-- Start ENTRIES --

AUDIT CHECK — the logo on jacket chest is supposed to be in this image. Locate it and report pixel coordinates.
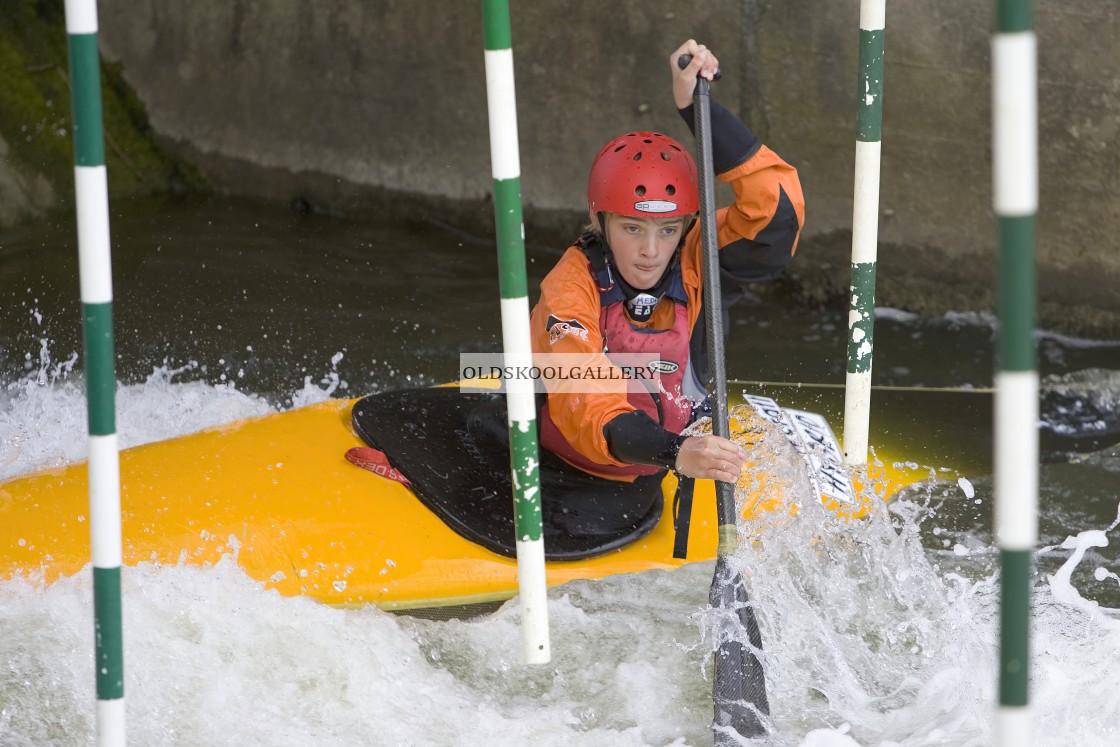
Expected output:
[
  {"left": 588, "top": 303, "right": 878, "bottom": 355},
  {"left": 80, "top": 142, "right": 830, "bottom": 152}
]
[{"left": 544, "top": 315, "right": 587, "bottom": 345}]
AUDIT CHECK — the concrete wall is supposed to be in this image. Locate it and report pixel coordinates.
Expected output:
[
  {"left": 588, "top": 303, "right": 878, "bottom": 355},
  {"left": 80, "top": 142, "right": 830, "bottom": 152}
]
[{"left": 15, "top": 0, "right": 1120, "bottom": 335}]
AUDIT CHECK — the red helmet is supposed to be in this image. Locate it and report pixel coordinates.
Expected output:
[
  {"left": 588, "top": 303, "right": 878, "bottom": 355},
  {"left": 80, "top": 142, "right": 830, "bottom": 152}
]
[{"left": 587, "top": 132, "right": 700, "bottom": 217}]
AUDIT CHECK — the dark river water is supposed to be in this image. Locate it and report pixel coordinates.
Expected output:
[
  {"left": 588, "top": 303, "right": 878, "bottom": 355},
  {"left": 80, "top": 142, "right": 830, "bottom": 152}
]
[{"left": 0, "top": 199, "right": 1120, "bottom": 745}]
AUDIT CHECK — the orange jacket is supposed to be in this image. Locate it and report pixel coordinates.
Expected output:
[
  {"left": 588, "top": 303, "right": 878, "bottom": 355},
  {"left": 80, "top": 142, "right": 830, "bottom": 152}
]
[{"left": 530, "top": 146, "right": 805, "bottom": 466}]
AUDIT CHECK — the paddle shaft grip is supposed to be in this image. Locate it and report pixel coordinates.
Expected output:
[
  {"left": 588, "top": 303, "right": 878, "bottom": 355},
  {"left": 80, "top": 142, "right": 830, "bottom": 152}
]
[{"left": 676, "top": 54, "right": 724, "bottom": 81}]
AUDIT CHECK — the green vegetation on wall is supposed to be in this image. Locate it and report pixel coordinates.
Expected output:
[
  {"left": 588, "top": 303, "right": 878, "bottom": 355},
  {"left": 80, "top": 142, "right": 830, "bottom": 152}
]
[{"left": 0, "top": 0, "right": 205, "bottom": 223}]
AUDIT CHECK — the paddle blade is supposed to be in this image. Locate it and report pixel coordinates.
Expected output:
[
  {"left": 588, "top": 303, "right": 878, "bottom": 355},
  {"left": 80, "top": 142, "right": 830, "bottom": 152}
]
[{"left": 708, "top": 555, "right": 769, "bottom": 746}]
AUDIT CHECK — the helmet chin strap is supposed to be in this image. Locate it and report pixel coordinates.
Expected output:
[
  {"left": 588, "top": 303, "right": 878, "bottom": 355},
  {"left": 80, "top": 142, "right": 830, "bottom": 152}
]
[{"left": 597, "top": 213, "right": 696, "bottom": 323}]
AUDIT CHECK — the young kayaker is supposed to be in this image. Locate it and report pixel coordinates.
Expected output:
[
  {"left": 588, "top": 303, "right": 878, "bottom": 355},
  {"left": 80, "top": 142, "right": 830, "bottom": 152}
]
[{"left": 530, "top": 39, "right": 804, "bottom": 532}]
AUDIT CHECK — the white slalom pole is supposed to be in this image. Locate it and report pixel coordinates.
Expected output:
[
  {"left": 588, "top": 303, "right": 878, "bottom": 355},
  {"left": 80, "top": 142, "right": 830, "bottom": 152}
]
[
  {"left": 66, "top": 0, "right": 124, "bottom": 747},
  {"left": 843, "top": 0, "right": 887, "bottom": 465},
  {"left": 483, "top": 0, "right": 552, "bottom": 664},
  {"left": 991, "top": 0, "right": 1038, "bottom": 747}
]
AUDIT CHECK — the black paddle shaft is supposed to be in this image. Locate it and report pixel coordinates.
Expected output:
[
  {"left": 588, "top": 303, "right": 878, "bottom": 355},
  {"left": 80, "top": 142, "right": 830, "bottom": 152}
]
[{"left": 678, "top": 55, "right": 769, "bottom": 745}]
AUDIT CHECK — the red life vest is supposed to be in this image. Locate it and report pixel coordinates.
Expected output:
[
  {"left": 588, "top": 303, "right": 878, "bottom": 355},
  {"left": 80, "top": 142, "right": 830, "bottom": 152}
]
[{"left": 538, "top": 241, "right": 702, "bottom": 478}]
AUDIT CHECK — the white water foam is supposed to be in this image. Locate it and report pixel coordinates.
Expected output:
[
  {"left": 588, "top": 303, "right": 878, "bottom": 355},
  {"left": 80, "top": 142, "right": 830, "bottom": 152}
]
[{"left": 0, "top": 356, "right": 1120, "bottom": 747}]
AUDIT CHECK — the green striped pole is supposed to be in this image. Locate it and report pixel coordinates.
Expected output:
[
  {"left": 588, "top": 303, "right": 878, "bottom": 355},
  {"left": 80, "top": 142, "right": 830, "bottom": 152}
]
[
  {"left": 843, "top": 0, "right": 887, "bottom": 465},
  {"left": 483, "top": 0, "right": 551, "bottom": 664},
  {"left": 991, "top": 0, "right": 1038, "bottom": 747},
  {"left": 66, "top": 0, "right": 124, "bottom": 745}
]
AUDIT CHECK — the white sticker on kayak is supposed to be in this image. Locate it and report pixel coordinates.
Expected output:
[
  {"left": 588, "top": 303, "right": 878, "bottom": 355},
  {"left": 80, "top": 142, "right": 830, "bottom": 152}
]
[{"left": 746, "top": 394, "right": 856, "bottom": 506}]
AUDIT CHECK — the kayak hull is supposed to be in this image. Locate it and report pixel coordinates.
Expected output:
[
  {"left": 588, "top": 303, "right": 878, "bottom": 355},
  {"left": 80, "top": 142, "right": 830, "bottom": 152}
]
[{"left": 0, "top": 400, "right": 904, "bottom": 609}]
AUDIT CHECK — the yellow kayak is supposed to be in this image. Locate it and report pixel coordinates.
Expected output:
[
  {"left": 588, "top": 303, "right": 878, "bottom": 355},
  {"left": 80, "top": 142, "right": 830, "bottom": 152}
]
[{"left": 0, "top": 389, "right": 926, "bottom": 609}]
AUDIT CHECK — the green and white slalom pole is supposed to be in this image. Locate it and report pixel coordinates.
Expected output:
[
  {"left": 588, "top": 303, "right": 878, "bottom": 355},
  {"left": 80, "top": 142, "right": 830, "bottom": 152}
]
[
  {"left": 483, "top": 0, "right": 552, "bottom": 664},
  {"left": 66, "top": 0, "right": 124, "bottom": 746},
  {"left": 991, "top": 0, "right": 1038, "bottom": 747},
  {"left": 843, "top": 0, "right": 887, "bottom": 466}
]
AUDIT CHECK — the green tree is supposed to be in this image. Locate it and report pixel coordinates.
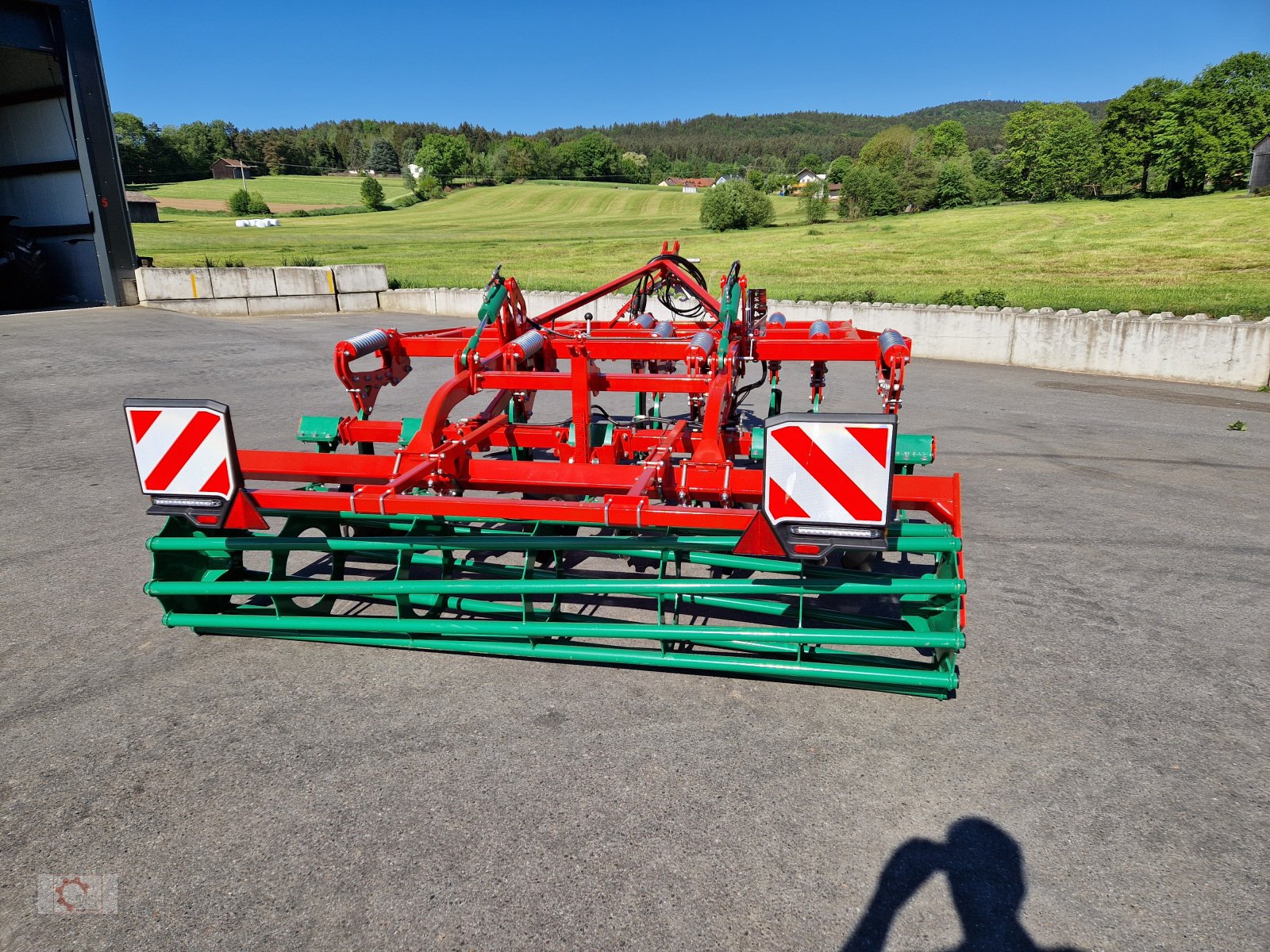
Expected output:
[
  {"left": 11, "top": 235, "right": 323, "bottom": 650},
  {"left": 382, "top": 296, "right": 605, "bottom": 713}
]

-- End ENTRIES --

▶ [TASK REQUIREMENTS]: Reproduce the lines of the listing exactly, starting at the one that contains "AUDIT CHECK — the white sticker" and continuing through the final line, but leave out the pictures.

▶ [RESPONSE TO THE EXERCISE]:
AUDIT CHECK — the white sticker on kayak is supposed to be in this image. Locate it and report pixel coordinates.
Expected output:
[
  {"left": 588, "top": 303, "right": 878, "bottom": 355},
  {"left": 80, "top": 142, "right": 830, "bottom": 152}
]
[{"left": 746, "top": 394, "right": 856, "bottom": 506}]
AUDIT CHECK — the kayak hull is supposed to be in this image. Locate it and report pixel coordinates.
Expected output:
[
  {"left": 588, "top": 303, "right": 878, "bottom": 355},
  {"left": 80, "top": 142, "right": 830, "bottom": 152}
]
[{"left": 0, "top": 400, "right": 904, "bottom": 609}]
AUDIT CHECK — the yellow kayak is supposed to be in this image. Locate it and report pixel coordinates.
Expected output:
[
  {"left": 588, "top": 303, "right": 878, "bottom": 355},
  {"left": 80, "top": 142, "right": 830, "bottom": 152}
]
[{"left": 0, "top": 389, "right": 926, "bottom": 609}]
AUDIT CHECK — the green and white slalom pole is supposed to be in this image. Locate it and report pixel coordinates.
Expected output:
[
  {"left": 588, "top": 303, "right": 878, "bottom": 355},
  {"left": 80, "top": 142, "right": 830, "bottom": 152}
]
[
  {"left": 483, "top": 0, "right": 552, "bottom": 664},
  {"left": 66, "top": 0, "right": 124, "bottom": 746},
  {"left": 991, "top": 0, "right": 1038, "bottom": 747},
  {"left": 843, "top": 0, "right": 887, "bottom": 466}
]
AUDIT CHECK — the green tree is supposed to be in this image. Locate it and report pixel coordinates.
Expected output:
[
  {"left": 11, "top": 235, "right": 323, "bottom": 650},
  {"left": 382, "top": 296, "right": 605, "bottom": 713}
]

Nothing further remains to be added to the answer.